EXTRACT PROVIDED:

-------

Tweaking Vietnam’s stock attraction

September 15, 2020 | 08:00
Potential new initiatives of short selling and intraday trading are expected to be a bonanza for Vietnam’s stock market to attract a large sum of foreign funds amid furious falls in share prices spurred by the ongoing pandemic.
tweaking vietnams stock attraction
Tweaking Vietnam’s stock attraction- illustration photo

Last month, the Ministry of Finance released a new draft circular that may replace 2015’s Circular No.203/2015/TT-BTC on guidelines for trading on the securities market. Accordingly, the amendments cover some new changes that allow for covered short positions – short selling and settlement dates of intraday trading (T+0).

In general, short sellers commonly borrow shares and immediately sell them, betting the price will fall before they buy back the shares and return them to the lender, taking the price difference, or margin, as profit.

Theoretically, short-selling is a bet that the price of a stock will fall, and is considered a risky but quite lucrative trading strategy mostly applied by large funds.

At the moment, the domestic stock market applies T+3, as the settlement date for securities transactions referring to the obligation in the brokerage business to settle securities trades by the third day following the trade date.

This is an important factor for global investors and index providers, as well as being integral to the development of liquid, robust capital markets that can support economic growth and prosperity, said Pan Asia Securities Lending Association on its optimism of Vietnam’s forthcoming bold moves.

Although short selling and T+0 are not the key factors for the reclassification of Vietnam as an emerging market, the new initiatives could boost the stock market to thrive, as well as lure more overseas funds, if the draft is approved.

To be classified as an emerging market through the MSCI, Vietnam must have “Good and tested efficiency of operational framework”. Efficiency of operational framework includes market entry, market organisation, and market infrastructure.

Within market infrastructure, there are criteria about clearing and settlement, as well as short selling. MSCI does not specify which criterion is critical for the reclassification. Therefore, if short selling and T+0 are legally permitted, Vietnam may pass these criteria.

In the list of emerging markets, more than half of the countries allow short selling to some extent. That means short selling criterion is not a requirement but a plus point for the Vietnamese market to upgrade. Similarly, T+0 is not a requirement because there are many countries which do not allow T+0 settlement – but in the long run, T+0 and short selling is required for the market to upgrade to a developed one.

-------

List every component that the article on Vietnam's stock market says "efficiency of operational framework" includes.

SOURCE INFORMATION:
-------

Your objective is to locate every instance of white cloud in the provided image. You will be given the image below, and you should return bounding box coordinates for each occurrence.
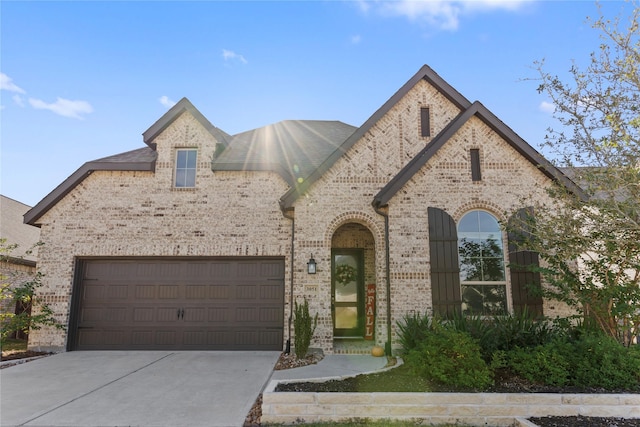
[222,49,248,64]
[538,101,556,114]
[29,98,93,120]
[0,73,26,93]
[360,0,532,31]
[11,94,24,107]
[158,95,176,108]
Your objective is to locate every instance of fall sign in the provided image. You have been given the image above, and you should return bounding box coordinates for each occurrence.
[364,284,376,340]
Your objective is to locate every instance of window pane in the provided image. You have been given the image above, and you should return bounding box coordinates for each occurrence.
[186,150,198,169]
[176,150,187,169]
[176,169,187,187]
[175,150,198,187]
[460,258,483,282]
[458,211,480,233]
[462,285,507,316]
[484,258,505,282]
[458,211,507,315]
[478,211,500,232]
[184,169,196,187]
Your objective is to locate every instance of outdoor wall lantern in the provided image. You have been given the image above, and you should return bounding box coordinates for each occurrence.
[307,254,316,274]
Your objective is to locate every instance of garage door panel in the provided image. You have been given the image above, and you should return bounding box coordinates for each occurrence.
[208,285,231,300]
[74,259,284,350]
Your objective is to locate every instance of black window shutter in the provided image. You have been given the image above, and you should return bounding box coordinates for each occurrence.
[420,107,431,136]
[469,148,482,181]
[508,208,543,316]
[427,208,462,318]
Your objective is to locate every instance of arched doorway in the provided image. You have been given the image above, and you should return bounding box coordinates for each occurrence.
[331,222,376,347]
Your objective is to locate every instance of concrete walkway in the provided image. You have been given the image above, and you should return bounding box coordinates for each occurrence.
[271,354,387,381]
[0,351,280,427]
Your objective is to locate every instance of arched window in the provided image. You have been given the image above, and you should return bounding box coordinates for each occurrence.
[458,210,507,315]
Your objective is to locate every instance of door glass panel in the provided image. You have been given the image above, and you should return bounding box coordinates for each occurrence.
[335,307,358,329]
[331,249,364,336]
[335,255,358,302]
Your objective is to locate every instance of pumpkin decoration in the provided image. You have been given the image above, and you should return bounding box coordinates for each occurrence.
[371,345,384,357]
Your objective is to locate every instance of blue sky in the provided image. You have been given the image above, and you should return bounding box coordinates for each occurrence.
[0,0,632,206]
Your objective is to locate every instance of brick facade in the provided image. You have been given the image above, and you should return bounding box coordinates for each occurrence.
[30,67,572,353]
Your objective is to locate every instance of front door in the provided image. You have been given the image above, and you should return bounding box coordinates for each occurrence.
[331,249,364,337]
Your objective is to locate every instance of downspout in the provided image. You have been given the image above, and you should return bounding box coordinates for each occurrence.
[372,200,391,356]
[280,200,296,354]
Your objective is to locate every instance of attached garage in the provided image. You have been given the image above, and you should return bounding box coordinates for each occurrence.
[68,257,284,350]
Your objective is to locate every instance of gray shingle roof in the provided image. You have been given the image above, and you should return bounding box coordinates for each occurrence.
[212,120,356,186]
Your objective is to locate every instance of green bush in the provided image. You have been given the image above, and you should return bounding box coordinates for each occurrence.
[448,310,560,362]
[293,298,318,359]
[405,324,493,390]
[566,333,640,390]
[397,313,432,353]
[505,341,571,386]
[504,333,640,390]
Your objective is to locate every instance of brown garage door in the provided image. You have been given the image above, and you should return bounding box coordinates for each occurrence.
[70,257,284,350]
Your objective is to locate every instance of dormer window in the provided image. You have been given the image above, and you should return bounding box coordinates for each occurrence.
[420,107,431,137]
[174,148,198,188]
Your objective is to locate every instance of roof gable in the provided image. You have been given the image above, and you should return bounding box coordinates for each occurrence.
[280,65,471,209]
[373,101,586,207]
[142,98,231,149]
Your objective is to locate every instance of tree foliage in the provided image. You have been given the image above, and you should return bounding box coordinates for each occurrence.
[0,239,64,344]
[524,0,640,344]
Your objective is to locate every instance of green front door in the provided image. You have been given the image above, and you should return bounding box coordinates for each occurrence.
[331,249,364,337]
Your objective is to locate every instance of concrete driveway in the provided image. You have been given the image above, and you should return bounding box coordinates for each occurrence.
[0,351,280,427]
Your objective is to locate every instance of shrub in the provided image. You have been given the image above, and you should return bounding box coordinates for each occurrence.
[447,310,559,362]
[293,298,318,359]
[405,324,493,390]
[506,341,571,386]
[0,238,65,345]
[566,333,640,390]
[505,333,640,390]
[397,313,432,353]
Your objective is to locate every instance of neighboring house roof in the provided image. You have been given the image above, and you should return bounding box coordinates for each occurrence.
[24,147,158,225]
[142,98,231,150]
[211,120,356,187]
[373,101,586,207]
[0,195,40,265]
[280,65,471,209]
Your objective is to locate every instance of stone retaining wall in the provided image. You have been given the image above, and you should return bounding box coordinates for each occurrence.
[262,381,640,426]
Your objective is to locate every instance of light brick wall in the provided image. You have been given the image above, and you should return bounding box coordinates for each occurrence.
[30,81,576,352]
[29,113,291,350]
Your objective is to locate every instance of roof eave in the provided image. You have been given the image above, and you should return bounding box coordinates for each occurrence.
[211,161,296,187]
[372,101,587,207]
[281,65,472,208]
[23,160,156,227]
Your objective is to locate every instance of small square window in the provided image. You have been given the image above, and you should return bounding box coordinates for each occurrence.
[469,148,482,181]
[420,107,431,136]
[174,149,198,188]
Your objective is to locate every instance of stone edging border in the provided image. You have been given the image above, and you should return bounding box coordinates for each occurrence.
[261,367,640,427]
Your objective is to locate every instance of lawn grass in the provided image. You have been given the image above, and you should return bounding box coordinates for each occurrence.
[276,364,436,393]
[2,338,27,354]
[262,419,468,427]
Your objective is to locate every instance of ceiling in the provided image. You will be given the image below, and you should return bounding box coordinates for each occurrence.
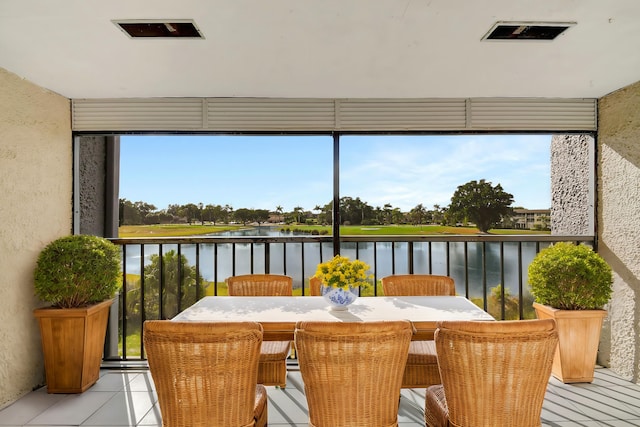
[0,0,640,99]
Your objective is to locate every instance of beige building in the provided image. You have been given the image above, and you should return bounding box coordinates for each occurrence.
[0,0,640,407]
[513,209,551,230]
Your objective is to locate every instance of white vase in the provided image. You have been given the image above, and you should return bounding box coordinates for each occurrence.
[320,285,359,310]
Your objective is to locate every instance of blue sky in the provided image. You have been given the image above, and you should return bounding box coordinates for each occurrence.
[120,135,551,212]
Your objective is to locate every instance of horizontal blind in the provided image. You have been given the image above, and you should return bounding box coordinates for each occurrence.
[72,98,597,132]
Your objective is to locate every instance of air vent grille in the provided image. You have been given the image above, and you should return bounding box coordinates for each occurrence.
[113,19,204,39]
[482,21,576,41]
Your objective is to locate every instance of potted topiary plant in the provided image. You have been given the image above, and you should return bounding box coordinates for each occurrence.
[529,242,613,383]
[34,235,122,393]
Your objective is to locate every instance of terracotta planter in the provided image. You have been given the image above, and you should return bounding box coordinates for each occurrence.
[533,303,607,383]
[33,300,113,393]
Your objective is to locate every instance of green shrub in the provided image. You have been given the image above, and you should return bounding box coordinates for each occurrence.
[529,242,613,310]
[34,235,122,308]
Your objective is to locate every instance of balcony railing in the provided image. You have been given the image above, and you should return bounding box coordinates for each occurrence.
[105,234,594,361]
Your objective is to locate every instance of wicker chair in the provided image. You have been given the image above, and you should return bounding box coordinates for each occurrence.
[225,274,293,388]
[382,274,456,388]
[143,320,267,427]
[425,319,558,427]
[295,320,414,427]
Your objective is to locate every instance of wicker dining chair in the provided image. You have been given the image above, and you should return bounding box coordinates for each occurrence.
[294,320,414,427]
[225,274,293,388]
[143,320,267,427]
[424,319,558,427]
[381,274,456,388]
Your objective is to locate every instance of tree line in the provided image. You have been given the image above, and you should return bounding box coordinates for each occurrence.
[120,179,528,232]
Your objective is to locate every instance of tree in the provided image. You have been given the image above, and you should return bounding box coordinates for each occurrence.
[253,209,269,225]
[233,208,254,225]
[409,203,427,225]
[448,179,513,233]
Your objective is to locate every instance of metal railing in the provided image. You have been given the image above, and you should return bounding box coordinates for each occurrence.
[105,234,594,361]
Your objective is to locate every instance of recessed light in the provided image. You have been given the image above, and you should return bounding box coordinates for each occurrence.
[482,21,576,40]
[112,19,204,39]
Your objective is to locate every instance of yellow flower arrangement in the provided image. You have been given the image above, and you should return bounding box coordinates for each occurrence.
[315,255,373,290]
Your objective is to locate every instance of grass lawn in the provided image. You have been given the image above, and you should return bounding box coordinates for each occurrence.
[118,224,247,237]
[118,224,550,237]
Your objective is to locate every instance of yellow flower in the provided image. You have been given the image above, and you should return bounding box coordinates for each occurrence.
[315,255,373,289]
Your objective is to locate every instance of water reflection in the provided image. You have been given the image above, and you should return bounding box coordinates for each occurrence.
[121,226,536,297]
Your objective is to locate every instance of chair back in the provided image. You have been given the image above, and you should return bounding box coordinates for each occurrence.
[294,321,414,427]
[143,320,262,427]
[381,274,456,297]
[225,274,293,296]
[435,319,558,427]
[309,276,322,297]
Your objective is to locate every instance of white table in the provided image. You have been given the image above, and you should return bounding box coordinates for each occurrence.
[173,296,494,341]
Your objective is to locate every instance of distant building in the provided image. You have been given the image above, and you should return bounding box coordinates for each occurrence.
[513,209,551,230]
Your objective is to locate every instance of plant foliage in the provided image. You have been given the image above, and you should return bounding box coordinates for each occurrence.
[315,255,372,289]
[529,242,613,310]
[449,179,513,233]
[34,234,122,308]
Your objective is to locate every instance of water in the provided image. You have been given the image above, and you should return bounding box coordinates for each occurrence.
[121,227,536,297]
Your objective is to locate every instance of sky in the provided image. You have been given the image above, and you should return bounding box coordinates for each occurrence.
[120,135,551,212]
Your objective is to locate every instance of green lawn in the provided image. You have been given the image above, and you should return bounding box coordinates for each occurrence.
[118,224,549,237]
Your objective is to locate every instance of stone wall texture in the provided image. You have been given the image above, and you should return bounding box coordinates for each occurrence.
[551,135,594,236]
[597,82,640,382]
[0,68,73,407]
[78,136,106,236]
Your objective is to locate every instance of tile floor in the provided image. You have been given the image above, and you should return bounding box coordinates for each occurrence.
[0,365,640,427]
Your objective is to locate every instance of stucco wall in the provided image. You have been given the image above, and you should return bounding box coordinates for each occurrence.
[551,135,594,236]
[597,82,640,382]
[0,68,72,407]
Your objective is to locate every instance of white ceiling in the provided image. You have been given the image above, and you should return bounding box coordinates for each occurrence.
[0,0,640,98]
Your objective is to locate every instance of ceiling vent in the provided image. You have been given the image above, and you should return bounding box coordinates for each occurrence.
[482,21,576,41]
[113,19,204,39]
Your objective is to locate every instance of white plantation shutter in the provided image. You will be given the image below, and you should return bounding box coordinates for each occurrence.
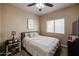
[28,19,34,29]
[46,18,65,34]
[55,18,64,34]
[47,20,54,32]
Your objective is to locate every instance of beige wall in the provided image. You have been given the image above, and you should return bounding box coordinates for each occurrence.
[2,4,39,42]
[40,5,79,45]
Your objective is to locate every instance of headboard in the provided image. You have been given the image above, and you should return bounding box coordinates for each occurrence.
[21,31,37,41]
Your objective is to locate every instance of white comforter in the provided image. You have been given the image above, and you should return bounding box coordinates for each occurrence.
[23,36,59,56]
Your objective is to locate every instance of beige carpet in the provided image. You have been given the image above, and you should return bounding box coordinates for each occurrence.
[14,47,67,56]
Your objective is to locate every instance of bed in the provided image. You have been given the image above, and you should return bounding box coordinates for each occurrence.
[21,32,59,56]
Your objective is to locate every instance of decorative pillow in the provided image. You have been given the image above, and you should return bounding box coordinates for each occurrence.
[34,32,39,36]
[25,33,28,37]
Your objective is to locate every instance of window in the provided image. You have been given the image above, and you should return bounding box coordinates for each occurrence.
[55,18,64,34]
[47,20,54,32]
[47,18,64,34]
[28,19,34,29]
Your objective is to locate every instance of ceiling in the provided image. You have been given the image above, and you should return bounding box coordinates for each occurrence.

-------

REPLY:
market entry
market organisation
market infrastructure